Count the lines in the records below that contain the string "hair", treating uppercase and lowercase as distinct. Give only the number.

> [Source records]
__________

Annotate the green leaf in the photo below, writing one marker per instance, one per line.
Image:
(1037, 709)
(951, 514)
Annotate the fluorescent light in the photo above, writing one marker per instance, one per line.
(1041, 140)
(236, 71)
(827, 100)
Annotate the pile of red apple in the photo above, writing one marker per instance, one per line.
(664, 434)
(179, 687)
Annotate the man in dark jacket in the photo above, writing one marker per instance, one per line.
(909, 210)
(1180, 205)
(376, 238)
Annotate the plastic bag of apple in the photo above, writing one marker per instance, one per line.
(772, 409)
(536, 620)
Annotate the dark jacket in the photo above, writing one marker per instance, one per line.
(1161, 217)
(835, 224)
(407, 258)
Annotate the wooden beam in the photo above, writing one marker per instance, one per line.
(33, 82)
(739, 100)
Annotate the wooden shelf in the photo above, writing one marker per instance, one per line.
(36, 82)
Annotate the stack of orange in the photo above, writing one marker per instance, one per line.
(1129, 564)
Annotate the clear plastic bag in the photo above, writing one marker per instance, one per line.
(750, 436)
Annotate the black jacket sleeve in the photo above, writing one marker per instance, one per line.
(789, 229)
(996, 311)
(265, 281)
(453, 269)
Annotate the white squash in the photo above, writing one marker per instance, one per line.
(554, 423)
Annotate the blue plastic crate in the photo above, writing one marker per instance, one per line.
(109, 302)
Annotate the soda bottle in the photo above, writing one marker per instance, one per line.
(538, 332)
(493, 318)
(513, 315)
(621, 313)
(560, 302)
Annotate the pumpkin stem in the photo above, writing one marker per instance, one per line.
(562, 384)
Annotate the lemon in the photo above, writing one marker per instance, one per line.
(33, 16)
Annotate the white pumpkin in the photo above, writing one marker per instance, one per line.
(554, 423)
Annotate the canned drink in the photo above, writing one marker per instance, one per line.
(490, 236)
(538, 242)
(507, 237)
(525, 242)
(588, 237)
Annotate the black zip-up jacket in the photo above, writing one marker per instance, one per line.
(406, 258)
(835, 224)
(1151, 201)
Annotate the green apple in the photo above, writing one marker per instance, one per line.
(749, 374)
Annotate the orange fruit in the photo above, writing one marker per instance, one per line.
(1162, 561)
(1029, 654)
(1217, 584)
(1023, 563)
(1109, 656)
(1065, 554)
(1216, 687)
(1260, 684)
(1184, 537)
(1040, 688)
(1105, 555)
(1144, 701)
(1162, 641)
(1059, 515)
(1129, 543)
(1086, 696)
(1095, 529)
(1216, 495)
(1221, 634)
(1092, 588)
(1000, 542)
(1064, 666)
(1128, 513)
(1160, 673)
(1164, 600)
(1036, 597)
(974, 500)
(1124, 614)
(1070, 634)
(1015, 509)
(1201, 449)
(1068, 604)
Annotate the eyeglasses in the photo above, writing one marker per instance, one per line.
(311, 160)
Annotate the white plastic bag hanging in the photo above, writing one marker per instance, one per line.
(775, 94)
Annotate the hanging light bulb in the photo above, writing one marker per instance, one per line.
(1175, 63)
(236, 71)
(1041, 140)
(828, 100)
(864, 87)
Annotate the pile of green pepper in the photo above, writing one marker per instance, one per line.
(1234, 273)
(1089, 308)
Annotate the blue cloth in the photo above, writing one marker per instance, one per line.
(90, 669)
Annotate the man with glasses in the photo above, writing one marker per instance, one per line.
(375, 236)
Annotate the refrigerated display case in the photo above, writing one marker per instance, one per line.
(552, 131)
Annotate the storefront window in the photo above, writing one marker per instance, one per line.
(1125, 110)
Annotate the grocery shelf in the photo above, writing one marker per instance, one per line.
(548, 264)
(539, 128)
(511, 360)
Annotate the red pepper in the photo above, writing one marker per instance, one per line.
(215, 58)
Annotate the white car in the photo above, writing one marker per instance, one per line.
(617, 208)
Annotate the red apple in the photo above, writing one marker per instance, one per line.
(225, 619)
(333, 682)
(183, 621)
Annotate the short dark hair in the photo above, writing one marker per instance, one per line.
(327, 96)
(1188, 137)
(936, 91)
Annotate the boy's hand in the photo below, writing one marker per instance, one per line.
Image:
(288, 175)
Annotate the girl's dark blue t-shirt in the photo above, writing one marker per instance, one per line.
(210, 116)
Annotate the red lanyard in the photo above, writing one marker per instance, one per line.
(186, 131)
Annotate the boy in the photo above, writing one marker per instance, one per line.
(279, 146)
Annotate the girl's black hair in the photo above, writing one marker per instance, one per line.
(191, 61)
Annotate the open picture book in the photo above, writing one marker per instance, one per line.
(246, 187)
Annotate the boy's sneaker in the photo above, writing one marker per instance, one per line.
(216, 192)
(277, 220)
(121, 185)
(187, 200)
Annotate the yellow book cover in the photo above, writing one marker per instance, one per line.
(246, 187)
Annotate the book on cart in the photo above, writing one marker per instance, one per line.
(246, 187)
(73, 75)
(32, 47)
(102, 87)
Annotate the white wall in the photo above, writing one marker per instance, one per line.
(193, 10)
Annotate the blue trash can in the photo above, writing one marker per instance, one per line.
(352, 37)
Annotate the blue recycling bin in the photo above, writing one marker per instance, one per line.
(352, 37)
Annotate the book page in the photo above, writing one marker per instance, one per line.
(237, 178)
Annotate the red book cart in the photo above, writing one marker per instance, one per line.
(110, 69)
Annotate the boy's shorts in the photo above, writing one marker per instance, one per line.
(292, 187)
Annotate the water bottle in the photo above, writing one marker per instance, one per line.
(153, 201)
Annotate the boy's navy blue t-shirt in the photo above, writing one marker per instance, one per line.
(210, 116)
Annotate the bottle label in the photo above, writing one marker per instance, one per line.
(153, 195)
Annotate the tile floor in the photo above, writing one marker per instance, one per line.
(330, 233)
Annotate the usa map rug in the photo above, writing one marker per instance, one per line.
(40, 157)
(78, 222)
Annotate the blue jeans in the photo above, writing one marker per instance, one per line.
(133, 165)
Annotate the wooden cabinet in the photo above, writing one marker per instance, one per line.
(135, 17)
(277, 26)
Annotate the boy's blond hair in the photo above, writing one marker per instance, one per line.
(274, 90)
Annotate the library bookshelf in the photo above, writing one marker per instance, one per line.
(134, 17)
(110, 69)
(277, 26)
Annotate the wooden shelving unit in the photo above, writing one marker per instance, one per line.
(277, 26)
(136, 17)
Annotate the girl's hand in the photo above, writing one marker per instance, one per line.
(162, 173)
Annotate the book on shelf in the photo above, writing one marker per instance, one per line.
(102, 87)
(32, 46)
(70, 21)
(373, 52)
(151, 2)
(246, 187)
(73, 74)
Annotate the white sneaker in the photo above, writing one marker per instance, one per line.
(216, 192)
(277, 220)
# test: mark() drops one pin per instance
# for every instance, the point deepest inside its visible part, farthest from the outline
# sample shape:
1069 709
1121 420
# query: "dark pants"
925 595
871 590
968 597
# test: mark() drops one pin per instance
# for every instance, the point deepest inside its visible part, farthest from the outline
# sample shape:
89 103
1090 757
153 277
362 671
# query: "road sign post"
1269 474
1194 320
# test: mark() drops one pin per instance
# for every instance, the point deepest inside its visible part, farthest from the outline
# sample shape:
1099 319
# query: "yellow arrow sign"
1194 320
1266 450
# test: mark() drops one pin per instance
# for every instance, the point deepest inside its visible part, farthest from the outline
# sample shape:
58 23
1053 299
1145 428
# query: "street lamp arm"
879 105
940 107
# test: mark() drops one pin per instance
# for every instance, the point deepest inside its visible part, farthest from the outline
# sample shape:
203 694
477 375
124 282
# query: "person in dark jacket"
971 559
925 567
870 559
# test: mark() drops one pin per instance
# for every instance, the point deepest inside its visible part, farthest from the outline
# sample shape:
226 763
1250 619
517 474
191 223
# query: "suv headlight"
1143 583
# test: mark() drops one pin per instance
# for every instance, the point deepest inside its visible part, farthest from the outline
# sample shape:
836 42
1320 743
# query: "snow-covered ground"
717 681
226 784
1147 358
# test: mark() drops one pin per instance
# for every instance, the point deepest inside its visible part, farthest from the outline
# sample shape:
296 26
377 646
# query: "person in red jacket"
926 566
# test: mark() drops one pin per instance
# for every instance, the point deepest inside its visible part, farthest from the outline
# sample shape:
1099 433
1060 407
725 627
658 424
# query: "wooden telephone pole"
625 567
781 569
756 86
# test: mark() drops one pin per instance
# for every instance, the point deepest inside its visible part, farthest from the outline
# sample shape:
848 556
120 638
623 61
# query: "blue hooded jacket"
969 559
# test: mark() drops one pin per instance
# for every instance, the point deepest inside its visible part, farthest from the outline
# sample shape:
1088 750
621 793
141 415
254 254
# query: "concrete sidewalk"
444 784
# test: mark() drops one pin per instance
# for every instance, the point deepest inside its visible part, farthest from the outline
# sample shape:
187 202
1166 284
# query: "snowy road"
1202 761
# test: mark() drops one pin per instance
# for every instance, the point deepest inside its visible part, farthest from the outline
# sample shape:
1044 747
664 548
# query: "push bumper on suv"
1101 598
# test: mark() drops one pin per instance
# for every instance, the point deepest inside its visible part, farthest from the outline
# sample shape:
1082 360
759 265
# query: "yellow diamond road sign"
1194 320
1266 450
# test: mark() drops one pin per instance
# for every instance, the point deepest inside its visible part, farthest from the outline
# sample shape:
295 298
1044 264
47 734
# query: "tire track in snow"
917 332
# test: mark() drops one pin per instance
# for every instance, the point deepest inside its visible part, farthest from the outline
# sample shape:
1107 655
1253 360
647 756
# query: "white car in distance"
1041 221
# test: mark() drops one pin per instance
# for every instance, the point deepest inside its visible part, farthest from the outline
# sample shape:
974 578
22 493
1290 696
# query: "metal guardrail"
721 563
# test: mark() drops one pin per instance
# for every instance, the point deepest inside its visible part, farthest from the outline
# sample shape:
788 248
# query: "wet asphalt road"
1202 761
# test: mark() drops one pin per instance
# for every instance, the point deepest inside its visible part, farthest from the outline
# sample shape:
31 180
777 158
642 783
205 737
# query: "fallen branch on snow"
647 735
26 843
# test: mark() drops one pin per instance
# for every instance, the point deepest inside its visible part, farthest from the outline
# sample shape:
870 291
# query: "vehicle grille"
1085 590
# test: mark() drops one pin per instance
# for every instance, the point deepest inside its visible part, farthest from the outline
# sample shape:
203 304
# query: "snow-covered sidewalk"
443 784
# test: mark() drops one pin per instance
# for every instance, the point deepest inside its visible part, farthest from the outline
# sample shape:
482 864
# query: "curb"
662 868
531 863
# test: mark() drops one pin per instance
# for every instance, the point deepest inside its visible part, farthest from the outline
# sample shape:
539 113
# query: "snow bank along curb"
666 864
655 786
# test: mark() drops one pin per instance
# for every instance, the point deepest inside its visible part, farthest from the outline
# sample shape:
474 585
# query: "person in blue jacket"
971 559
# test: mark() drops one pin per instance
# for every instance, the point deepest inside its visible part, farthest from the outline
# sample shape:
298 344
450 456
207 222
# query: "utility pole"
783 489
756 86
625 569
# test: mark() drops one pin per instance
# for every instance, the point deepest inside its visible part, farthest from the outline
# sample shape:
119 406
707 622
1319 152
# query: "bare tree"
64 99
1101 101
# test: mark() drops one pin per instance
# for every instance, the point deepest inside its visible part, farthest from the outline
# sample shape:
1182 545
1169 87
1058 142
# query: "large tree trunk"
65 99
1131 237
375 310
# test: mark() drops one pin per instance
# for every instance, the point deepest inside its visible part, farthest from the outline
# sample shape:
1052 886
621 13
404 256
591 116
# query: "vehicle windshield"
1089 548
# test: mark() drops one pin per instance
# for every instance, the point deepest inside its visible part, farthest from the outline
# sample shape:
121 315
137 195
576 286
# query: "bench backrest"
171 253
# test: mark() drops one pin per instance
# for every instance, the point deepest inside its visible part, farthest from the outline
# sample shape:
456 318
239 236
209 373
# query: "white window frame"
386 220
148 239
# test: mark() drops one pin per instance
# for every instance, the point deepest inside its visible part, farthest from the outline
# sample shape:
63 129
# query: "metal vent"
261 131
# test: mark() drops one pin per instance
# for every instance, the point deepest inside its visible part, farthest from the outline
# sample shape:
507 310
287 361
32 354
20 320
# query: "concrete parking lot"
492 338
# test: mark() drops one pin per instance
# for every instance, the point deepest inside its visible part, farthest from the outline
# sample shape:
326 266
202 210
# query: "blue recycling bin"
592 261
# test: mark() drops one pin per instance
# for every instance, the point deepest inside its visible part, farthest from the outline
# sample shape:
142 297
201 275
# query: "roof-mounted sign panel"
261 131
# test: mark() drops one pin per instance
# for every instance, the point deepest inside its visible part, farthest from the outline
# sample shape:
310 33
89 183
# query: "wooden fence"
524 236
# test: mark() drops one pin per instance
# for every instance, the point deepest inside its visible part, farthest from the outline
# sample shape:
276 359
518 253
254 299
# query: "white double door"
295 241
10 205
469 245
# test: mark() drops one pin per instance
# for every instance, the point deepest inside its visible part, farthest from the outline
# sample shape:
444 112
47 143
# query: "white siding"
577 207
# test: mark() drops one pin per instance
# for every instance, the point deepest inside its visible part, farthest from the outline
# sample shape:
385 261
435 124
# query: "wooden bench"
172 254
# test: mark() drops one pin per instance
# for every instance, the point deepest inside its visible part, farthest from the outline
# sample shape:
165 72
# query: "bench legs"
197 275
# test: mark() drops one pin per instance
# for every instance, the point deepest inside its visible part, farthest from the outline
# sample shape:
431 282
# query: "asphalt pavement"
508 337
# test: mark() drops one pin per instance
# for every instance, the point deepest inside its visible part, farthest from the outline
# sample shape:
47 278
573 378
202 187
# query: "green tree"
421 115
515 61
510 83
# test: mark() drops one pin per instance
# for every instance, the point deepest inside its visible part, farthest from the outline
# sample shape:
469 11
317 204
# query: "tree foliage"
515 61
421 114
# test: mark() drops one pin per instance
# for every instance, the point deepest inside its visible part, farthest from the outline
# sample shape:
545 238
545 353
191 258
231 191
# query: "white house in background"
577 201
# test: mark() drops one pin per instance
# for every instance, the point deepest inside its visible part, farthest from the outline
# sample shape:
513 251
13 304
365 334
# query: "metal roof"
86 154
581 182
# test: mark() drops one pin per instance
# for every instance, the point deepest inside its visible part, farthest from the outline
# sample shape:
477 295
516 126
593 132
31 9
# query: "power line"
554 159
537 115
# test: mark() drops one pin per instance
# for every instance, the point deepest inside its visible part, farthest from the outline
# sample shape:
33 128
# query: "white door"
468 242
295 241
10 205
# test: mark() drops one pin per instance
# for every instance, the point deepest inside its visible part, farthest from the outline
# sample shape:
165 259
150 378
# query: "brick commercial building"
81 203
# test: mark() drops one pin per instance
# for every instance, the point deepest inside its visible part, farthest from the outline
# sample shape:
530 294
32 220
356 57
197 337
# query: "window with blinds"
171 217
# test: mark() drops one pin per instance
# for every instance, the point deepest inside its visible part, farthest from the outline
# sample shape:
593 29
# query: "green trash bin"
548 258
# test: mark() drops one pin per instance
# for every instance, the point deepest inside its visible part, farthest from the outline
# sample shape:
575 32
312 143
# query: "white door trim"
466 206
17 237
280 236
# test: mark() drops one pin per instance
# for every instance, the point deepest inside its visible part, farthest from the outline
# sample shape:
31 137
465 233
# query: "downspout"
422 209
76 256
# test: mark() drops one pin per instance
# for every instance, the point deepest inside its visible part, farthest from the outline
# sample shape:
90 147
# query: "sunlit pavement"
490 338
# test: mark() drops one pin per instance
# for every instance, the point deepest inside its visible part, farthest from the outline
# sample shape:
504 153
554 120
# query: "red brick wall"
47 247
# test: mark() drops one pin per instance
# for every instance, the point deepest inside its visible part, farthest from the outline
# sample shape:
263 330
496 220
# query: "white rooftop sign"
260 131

__________

> [Response to this task] 3